* **EXERCISE**:
Nothing but the lines from the line with "of the blue" to the end of the records below should appear in the answer, each exactly as given.

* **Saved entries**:
————

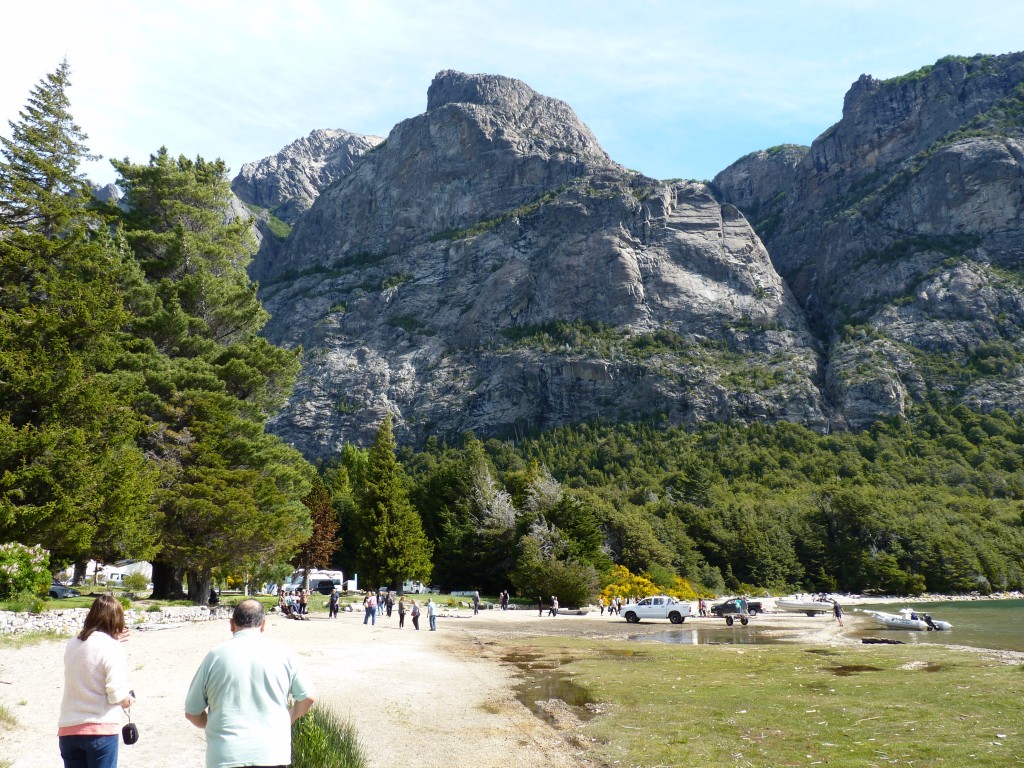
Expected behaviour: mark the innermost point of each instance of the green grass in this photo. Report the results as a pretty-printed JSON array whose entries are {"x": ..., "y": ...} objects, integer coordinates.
[
  {"x": 7, "y": 718},
  {"x": 793, "y": 705},
  {"x": 323, "y": 739},
  {"x": 22, "y": 639}
]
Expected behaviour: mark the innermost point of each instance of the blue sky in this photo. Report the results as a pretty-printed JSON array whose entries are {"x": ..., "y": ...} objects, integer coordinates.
[{"x": 672, "y": 89}]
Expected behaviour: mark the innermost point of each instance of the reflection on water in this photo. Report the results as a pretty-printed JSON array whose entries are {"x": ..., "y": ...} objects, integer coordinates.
[
  {"x": 982, "y": 624},
  {"x": 711, "y": 636}
]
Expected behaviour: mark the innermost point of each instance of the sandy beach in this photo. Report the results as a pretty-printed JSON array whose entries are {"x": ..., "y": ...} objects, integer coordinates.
[{"x": 424, "y": 698}]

————

* **PROBLEM SOLUTION**:
Expected behaviour: mark the innermost point of each instance of the blue sky in this photo. Report the results as a pretty-printed JSON array whose entries are {"x": ..., "y": ...} objects, integer coordinates.
[{"x": 672, "y": 89}]
Expected behaviour: mark the innermost point of each instance of the reflection on water in this photo. Report the results as a pretty-printed JSON array whose entries are {"x": ..., "y": ...} objects, integer coordinates.
[
  {"x": 982, "y": 624},
  {"x": 711, "y": 636}
]
Expected behaviour: mark the innermost point of each instance of the sandy beach in this photo. Report the results as a pretty-printed JSON array whose entries are {"x": ..., "y": ...} objects, integer coordinates.
[{"x": 424, "y": 698}]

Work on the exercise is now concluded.